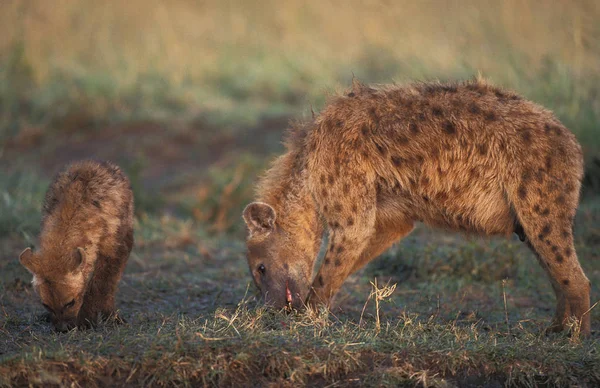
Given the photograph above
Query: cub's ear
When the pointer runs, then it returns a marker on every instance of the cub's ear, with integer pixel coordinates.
(260, 218)
(27, 260)
(77, 258)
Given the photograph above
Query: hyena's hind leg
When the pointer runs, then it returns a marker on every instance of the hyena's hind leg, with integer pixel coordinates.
(548, 225)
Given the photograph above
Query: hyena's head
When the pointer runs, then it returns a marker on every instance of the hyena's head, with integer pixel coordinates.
(60, 284)
(281, 262)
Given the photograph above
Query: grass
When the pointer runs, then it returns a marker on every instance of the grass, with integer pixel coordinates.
(465, 311)
(191, 99)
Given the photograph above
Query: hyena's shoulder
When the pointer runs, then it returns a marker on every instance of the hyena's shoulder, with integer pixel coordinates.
(87, 186)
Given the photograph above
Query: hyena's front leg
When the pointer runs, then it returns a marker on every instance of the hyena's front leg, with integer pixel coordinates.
(343, 252)
(349, 209)
(99, 302)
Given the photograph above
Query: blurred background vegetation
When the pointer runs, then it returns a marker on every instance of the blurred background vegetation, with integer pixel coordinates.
(192, 97)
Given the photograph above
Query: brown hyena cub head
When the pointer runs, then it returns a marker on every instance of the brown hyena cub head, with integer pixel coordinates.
(61, 290)
(280, 264)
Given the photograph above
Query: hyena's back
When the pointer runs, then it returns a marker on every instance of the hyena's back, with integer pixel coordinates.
(465, 156)
(90, 203)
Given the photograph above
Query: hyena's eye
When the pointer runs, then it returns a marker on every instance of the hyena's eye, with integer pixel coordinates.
(262, 269)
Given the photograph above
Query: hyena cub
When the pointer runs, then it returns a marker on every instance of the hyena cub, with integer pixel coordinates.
(465, 156)
(85, 241)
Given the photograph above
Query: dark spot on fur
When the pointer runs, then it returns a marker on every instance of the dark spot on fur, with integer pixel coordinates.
(526, 136)
(397, 161)
(546, 229)
(539, 175)
(522, 192)
(548, 162)
(413, 127)
(482, 149)
(373, 113)
(491, 116)
(449, 127)
(474, 108)
(441, 196)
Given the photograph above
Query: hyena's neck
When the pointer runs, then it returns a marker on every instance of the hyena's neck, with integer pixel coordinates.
(284, 188)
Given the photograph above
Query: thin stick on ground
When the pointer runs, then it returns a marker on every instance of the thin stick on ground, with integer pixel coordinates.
(505, 306)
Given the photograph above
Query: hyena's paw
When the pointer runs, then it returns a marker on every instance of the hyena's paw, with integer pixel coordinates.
(45, 317)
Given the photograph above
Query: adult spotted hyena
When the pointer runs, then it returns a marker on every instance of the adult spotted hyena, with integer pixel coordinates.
(85, 241)
(467, 156)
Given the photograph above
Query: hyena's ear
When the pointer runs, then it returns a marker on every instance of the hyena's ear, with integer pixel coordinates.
(77, 258)
(28, 260)
(260, 218)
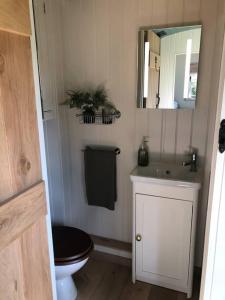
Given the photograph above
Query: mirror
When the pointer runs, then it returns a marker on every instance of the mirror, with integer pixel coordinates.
(168, 60)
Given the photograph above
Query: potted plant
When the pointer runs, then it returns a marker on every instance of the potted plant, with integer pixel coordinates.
(109, 112)
(87, 101)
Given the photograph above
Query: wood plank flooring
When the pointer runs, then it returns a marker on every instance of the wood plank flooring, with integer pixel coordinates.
(105, 278)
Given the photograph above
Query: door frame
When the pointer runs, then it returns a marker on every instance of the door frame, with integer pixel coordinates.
(213, 262)
(42, 147)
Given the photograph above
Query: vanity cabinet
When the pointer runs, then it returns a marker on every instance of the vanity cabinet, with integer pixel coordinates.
(164, 223)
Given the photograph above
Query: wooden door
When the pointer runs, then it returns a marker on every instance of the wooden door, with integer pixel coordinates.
(162, 255)
(213, 270)
(24, 257)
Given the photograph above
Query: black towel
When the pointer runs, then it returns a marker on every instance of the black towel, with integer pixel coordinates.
(100, 176)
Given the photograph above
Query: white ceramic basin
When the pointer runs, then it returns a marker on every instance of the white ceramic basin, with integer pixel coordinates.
(169, 174)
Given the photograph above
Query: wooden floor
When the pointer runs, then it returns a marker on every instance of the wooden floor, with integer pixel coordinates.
(105, 279)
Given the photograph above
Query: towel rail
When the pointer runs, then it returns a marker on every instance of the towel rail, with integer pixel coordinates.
(117, 150)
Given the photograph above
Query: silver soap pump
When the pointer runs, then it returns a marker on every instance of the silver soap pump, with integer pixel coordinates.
(143, 155)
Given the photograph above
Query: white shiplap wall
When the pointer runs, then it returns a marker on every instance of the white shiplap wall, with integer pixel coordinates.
(48, 23)
(100, 43)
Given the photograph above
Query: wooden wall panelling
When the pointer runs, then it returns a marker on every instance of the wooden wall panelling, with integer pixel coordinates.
(20, 212)
(11, 275)
(37, 281)
(22, 140)
(14, 16)
(20, 170)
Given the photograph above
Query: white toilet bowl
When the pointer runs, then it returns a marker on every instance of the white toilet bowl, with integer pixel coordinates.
(66, 288)
(71, 249)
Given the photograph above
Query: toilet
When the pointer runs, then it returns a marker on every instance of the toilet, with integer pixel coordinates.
(72, 248)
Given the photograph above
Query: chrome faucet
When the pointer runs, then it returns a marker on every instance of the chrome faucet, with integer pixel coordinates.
(192, 162)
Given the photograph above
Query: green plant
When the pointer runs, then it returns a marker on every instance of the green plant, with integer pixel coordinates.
(87, 100)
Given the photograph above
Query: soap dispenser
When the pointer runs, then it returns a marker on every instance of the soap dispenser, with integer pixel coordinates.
(143, 156)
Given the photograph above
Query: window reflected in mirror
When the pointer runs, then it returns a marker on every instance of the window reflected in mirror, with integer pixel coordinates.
(168, 63)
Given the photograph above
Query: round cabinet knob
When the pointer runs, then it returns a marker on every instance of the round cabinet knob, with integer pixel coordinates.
(138, 237)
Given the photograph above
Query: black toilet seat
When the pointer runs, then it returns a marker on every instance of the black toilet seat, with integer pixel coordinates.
(70, 244)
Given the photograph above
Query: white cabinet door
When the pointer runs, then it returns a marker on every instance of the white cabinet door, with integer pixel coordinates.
(162, 255)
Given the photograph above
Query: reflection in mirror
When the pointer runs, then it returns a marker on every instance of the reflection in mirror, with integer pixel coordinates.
(168, 60)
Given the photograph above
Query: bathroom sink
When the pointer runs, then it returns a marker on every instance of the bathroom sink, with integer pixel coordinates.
(169, 174)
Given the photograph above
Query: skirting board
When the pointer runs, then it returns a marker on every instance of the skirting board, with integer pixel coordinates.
(112, 247)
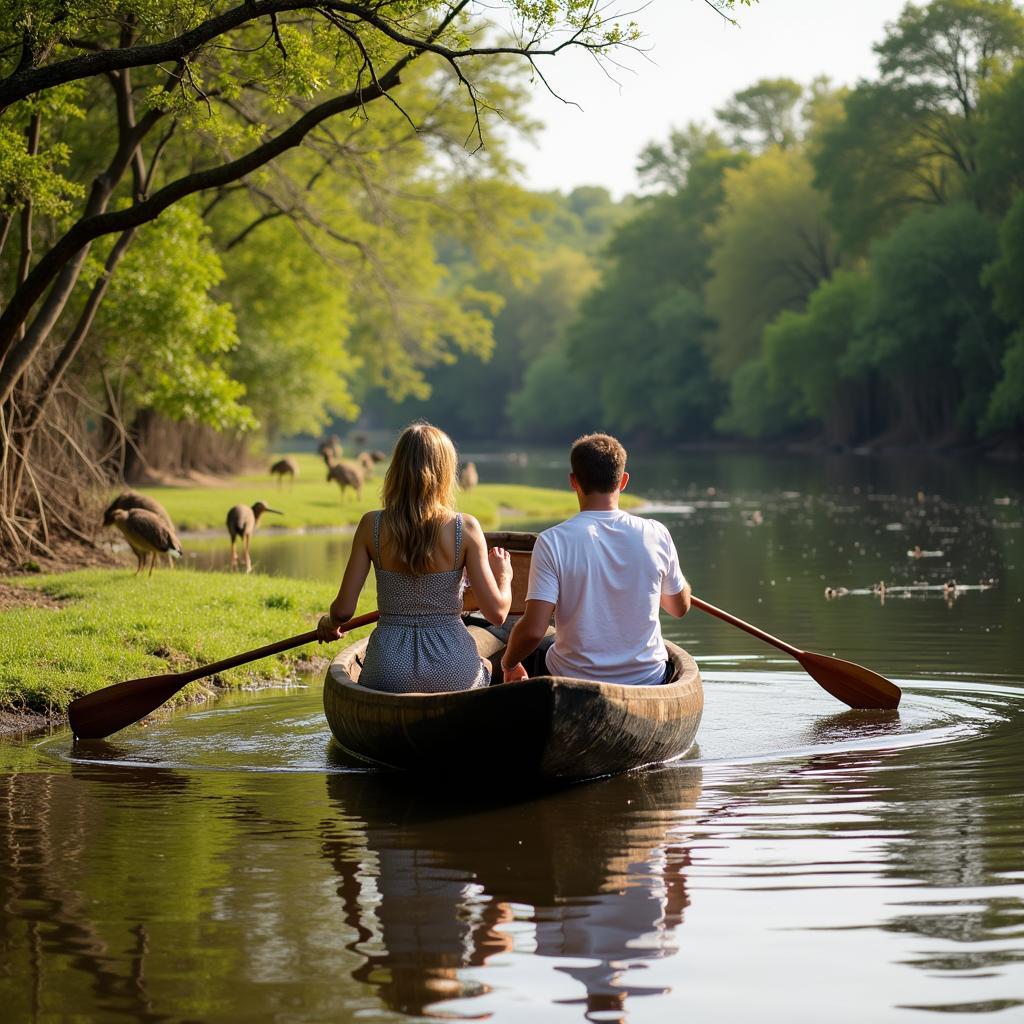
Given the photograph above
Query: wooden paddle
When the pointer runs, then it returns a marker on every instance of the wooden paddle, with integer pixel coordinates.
(853, 684)
(96, 715)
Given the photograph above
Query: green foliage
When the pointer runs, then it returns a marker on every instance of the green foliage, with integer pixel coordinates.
(773, 247)
(760, 404)
(764, 115)
(1005, 276)
(162, 338)
(1000, 140)
(539, 296)
(313, 502)
(639, 335)
(804, 351)
(909, 138)
(929, 328)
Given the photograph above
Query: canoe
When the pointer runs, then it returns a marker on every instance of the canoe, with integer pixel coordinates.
(543, 730)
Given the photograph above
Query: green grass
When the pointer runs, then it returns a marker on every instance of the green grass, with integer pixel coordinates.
(314, 502)
(114, 626)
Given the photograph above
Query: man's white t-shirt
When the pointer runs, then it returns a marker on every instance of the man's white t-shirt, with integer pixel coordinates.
(605, 573)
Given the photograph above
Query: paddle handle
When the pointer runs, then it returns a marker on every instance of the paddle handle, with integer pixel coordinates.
(745, 627)
(270, 648)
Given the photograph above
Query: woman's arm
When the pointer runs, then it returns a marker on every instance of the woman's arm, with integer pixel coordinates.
(343, 606)
(489, 572)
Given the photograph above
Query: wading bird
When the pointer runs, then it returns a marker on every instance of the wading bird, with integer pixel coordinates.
(146, 534)
(367, 460)
(330, 450)
(285, 467)
(242, 520)
(345, 474)
(129, 500)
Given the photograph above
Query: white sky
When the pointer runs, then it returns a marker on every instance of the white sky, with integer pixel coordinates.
(694, 62)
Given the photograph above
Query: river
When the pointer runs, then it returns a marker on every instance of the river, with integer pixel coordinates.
(806, 862)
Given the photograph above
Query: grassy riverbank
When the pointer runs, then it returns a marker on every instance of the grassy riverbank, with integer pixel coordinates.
(70, 633)
(313, 502)
(97, 627)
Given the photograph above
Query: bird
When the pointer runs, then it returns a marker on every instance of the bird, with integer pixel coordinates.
(146, 534)
(242, 520)
(345, 474)
(129, 500)
(285, 467)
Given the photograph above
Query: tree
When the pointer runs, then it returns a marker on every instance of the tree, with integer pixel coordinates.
(665, 166)
(908, 138)
(772, 247)
(639, 335)
(201, 98)
(804, 355)
(929, 330)
(1004, 275)
(764, 115)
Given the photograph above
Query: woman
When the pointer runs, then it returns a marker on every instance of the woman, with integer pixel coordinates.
(419, 546)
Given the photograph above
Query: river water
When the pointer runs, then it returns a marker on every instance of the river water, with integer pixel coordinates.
(805, 863)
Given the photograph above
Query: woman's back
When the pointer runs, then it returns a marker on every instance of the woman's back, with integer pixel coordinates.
(421, 644)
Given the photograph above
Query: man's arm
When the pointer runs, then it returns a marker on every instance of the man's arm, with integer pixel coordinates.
(525, 636)
(677, 604)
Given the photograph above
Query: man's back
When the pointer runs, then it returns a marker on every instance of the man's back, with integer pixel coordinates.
(605, 572)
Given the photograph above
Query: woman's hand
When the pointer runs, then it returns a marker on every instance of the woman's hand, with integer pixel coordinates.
(516, 674)
(501, 565)
(327, 631)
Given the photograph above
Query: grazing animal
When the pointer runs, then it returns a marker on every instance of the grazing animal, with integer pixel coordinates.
(346, 474)
(146, 534)
(285, 467)
(242, 521)
(129, 500)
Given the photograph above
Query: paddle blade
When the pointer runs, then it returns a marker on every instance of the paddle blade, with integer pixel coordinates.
(96, 715)
(853, 684)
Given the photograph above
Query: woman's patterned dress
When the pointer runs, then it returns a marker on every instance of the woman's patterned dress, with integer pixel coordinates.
(421, 644)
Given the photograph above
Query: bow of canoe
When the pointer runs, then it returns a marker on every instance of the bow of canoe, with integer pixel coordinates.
(544, 729)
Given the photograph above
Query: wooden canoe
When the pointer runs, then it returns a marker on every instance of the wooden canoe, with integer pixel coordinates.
(546, 729)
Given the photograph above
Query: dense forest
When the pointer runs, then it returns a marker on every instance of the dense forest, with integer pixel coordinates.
(224, 222)
(225, 225)
(819, 262)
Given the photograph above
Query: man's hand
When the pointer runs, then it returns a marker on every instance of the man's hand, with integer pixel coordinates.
(327, 631)
(516, 674)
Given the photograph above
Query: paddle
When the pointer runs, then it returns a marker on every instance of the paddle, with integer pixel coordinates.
(98, 714)
(853, 684)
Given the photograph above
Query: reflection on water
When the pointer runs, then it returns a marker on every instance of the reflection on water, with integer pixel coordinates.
(808, 863)
(592, 873)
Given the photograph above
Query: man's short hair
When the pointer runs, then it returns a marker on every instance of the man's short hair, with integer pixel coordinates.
(598, 462)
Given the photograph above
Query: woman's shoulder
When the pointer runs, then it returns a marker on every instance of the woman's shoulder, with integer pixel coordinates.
(367, 522)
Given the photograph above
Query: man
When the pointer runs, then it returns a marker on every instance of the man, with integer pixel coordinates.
(604, 574)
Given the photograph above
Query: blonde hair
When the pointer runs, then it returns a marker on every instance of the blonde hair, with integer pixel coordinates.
(419, 494)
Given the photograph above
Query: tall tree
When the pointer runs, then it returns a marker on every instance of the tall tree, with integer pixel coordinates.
(908, 138)
(772, 247)
(764, 115)
(201, 98)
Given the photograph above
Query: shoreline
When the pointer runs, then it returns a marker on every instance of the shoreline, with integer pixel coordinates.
(20, 726)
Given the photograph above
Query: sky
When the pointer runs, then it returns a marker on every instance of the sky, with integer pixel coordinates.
(694, 62)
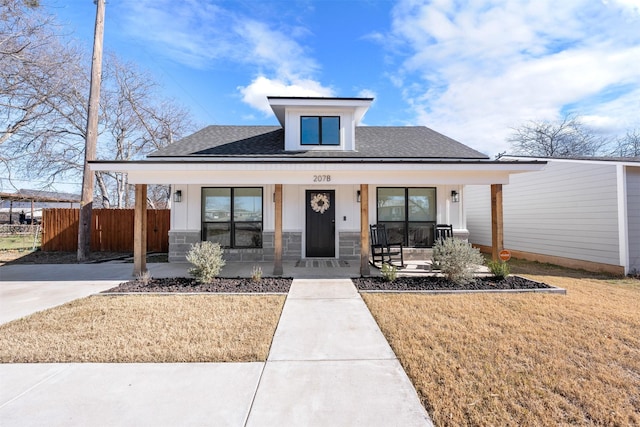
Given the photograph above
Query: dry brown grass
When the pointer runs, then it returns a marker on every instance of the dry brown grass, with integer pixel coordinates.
(146, 328)
(522, 359)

★ ★ ★

— WRITTEN INSTRUCTION —
Which lines of the data above contain the string "bowl"? Copy out every such line in full, treating uppercase and lowercase letters as different.

— ANSWER FOR THE TASK —
Query: white toilet bowl
When the pointer runs, then it returns a marker on every instance of the white toilet bowl, with integer pixel coordinates.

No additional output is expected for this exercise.